* Try it *
Each entry must be restated word for word, with nothing omitted.

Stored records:
Content starts
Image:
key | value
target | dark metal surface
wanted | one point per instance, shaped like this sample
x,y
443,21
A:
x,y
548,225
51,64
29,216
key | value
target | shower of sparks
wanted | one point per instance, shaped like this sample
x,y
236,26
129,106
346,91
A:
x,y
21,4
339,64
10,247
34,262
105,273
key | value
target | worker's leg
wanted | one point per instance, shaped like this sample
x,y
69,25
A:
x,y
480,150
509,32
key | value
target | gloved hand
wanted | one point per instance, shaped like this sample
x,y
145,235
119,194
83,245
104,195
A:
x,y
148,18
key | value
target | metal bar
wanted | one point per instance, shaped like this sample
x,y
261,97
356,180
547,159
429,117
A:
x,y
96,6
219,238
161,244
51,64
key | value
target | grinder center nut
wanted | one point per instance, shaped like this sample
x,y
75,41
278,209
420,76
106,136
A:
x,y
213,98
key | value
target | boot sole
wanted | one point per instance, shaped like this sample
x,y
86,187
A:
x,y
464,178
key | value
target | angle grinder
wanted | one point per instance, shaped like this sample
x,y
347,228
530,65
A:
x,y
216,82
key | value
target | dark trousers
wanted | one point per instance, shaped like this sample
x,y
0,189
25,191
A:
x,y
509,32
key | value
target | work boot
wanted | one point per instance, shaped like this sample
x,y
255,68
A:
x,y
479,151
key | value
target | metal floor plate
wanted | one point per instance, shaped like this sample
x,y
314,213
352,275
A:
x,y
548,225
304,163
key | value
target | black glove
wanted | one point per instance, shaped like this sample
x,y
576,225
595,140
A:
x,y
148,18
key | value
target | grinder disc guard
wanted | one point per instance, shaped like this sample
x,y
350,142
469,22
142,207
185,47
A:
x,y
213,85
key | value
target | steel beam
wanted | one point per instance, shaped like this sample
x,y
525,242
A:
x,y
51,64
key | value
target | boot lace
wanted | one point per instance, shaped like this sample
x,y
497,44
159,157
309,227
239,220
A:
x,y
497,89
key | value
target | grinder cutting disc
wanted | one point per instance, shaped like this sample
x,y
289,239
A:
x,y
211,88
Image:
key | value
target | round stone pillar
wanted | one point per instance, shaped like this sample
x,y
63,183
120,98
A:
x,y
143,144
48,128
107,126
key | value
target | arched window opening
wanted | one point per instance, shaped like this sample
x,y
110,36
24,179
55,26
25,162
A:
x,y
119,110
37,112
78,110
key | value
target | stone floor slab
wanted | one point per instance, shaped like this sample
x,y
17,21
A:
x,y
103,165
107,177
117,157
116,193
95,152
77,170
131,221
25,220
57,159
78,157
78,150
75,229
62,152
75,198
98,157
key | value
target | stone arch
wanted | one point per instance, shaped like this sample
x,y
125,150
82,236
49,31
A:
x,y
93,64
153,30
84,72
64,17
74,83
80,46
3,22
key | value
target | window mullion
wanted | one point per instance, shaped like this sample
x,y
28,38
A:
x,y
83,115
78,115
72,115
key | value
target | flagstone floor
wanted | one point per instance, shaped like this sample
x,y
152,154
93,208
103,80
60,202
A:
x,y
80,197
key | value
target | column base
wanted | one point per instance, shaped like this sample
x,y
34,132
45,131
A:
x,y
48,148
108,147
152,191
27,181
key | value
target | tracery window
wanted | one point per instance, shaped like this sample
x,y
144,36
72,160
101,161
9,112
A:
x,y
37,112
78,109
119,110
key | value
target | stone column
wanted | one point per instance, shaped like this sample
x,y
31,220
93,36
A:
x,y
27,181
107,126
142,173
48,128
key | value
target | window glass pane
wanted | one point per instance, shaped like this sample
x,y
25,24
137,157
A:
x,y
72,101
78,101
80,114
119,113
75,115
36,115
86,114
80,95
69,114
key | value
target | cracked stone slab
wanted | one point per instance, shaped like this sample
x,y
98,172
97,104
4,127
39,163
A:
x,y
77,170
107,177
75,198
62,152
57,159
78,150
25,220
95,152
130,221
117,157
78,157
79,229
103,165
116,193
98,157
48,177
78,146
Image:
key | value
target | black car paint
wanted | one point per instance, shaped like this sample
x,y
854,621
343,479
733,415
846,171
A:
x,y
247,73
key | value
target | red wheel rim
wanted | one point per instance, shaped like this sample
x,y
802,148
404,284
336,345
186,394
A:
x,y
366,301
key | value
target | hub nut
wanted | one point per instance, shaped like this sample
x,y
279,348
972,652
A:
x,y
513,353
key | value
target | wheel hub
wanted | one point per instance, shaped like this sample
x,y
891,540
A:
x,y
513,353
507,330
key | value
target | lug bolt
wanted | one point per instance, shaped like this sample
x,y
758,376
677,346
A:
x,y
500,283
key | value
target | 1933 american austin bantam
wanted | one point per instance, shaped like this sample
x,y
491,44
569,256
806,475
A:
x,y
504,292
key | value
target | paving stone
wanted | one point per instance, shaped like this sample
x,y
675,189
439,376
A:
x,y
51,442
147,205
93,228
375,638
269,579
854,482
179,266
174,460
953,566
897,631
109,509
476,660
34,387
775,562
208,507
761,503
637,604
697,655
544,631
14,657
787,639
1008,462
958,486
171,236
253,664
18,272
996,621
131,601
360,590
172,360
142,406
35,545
Content ends
* Expected answer *
Image:
key | value
target | dark metal surface
wanted | one point per instance, shaped like this sample
x,y
443,21
A:
x,y
548,225
51,64
29,216
key | value
target | shower of sparks
wanted | one point per instance, shaped like this sample
x,y
236,26
129,106
346,91
A:
x,y
21,4
339,64
10,247
34,262
105,273
key | value
target | worker's leg
wanted | one point per instance, shaped like this sample
x,y
69,25
A:
x,y
480,150
509,32
key | value
target | gloved hand
wanted | one point per instance, shaped like this sample
x,y
145,235
119,194
83,245
104,195
A:
x,y
148,18
key | value
target | metal bar
wanted | one point per instance, shaped like this sample
x,y
261,97
356,180
547,159
429,117
A:
x,y
96,6
219,238
161,244
51,64
key | value
target | grinder center nut
wanted | one point per instance, shaped like this sample
x,y
75,41
278,209
420,76
106,136
A:
x,y
213,98
key | value
target | boot sole
wanted | one point per instance, shaped like this sample
x,y
86,187
A:
x,y
464,178
key | value
target | angle grinder
wanted | one point per instance, shaped like this sample
x,y
347,228
530,65
A:
x,y
216,82
key | value
target | dark trousers
wanted | one point per instance, shaped like this sample
x,y
0,189
25,191
A:
x,y
509,32
key | value
target | work boot
wanted | one point per instance, shaped like this sample
x,y
255,68
A:
x,y
479,151
key | value
target | metal floor plate
wanted | one point per instance, shaped like this sample
x,y
314,213
352,275
A:
x,y
548,225
304,163
key | value
target | black glove
wanted | one point per instance, shaped like this sample
x,y
576,225
595,140
A:
x,y
148,18
key | value
target | grinder disc guard
wanted | one point per instance, shaped like this sample
x,y
350,142
469,22
142,207
185,47
A:
x,y
213,85
key | value
target | steel beam
wanted | one point per instance, shaped like this sample
x,y
525,242
A:
x,y
51,64
key | value
target | boot lace
wanted | one point per instance, shaped like this sample
x,y
497,44
159,157
309,227
239,220
A:
x,y
497,89
key | value
target | grinder cutting disc
wanted | one point per instance, shaped like this sample
x,y
289,239
A:
x,y
211,88
Image:
key | value
target | round stone pillar
wanted | one point per instance, shaped like this sample
x,y
63,183
120,98
A:
x,y
143,144
48,128
107,126
key | value
target | arched window opening
wanted | one point per instance, shaped like this sample
x,y
110,36
24,179
55,26
25,162
A:
x,y
119,110
37,112
78,110
key | value
target | stone floor slab
wanted | one point per instance, shaped like this sample
x,y
17,21
A:
x,y
103,165
107,177
117,157
116,193
95,152
77,170
131,221
25,220
57,159
78,157
78,150
75,229
62,152
75,198
98,157
key | value
target | stone arch
wanted | one point per instance, shaped like this sample
x,y
125,150
82,236
49,31
A:
x,y
93,64
153,30
84,72
64,17
74,83
80,46
3,22
key | value
target | window mullion
wanted | one point per instance, shaped like this sample
x,y
28,38
A:
x,y
83,115
78,115
72,115
key | value
target | flagstone floor
wanted | one point per instance, shaped like this sample
x,y
152,154
93,208
103,80
60,202
A:
x,y
80,197
key | value
target | column base
wanted | one point per instance, shaped like this sample
x,y
34,132
45,131
A:
x,y
48,148
108,147
152,191
27,181
key | value
target | tracery window
wanted | one point per instance, shaped like this sample
x,y
144,36
72,160
101,161
9,112
A:
x,y
37,112
78,109
119,110
key | value
target | stone column
wanted | one point per instance, shaped like this sample
x,y
31,220
93,36
A:
x,y
27,181
107,126
142,173
48,128
key | value
target | window glass pane
wanted | one point per instance, shaped like this sample
x,y
25,24
137,157
A:
x,y
72,101
78,101
80,114
119,113
75,115
36,115
86,114
80,95
69,114
key | value
target | cracked stone slab
wanted | one point per instance, shaped like this sample
x,y
98,172
97,104
4,127
39,163
A:
x,y
77,170
107,177
75,198
62,152
57,159
78,150
25,220
95,152
130,221
117,157
78,157
79,229
103,165
116,193
98,157
48,177
78,146
Image:
key | value
target | black car paint
wanted | one point per instance, shaped like this sample
x,y
854,621
343,479
733,415
846,171
A:
x,y
247,73
key | value
target | red wheel rim
wanted | one point per instance, shaped like this sample
x,y
802,148
404,284
336,345
186,394
A:
x,y
366,301
key | value
target | hub nut
wanted | one point per instance, shaped like this sample
x,y
279,348
972,652
A:
x,y
513,353
key | value
target | wheel hub
wanted | one point per instance, shaped like this sample
x,y
891,540
A:
x,y
513,353
507,330
key | value
target | lug bolt
wanted | one point per instance, shaped like this sample
x,y
758,376
677,346
A:
x,y
500,283
key | value
target | 1933 american austin bantam
wanted | one point per instance, shaped like this sample
x,y
491,44
569,256
806,475
A:
x,y
504,292
key | value
target | paving stone
wanted | one point per instance, shaped like this sample
x,y
675,189
439,376
A:
x,y
51,442
147,205
93,228
375,638
269,579
854,482
179,266
174,460
953,566
897,631
109,509
476,660
34,387
775,562
208,507
761,503
637,604
697,655
544,631
14,657
787,639
1008,462
958,486
171,236
253,664
18,272
996,621
131,601
360,590
172,360
142,406
35,545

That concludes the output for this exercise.